Problem description:
Recast the listing below as a numbered list, from its first line through the line containing "<point>150,75</point>". Leave out any blank lines.

Data for this exercise:
■ ■ ■ ■ ■
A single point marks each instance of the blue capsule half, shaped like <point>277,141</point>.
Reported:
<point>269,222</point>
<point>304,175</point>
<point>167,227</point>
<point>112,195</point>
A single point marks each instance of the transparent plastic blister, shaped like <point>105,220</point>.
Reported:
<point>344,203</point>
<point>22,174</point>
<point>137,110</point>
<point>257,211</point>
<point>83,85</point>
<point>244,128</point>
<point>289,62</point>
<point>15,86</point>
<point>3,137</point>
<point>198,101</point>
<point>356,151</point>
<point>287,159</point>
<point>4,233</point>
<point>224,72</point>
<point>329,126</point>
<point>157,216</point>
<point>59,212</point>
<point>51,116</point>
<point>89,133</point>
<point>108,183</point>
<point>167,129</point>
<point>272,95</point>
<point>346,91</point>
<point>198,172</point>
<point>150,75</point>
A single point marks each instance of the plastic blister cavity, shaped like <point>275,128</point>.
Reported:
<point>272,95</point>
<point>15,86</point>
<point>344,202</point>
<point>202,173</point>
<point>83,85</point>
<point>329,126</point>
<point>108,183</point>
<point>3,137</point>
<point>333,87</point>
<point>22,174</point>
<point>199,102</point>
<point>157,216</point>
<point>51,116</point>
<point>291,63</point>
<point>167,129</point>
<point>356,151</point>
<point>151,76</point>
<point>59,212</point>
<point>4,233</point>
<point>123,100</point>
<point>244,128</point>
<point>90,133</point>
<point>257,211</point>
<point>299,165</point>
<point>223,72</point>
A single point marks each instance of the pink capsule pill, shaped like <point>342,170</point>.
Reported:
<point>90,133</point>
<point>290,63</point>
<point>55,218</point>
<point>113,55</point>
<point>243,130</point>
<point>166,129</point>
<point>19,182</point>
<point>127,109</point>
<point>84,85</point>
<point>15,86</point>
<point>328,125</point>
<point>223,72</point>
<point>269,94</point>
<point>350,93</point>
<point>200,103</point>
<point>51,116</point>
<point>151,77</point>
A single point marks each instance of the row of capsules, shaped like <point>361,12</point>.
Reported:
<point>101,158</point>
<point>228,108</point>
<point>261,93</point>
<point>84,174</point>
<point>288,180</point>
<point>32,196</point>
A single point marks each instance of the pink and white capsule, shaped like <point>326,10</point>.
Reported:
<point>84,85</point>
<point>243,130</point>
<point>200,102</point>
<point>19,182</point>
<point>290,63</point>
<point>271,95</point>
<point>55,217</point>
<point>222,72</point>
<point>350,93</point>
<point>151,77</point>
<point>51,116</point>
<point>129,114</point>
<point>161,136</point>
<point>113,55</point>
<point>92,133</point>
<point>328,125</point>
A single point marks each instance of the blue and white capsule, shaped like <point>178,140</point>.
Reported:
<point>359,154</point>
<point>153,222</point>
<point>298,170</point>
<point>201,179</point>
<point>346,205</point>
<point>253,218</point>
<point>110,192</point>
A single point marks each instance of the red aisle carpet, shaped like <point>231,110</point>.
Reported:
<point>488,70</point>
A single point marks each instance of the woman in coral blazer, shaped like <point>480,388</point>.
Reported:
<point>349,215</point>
■ ■ ■ ■ ■
Worked solution:
1. A single point marks each instance of the blue capsule half, shaped like <point>277,141</point>.
2. Reported:
3. <point>269,222</point>
4. <point>304,175</point>
5. <point>167,227</point>
6. <point>112,195</point>
7. A single point marks each instance of the transparent plastic blister, shaped like <point>105,220</point>.
8. Reported:
9. <point>344,203</point>
10. <point>22,174</point>
11. <point>137,110</point>
12. <point>257,211</point>
13. <point>83,85</point>
14. <point>244,128</point>
15. <point>289,62</point>
16. <point>15,86</point>
17. <point>3,137</point>
18. <point>198,101</point>
19. <point>356,151</point>
20. <point>287,159</point>
21. <point>4,233</point>
22. <point>224,72</point>
23. <point>329,126</point>
24. <point>157,216</point>
25. <point>59,212</point>
26. <point>51,116</point>
27. <point>89,133</point>
28. <point>108,183</point>
29. <point>167,129</point>
30. <point>272,95</point>
31. <point>346,91</point>
32. <point>198,172</point>
33. <point>150,75</point>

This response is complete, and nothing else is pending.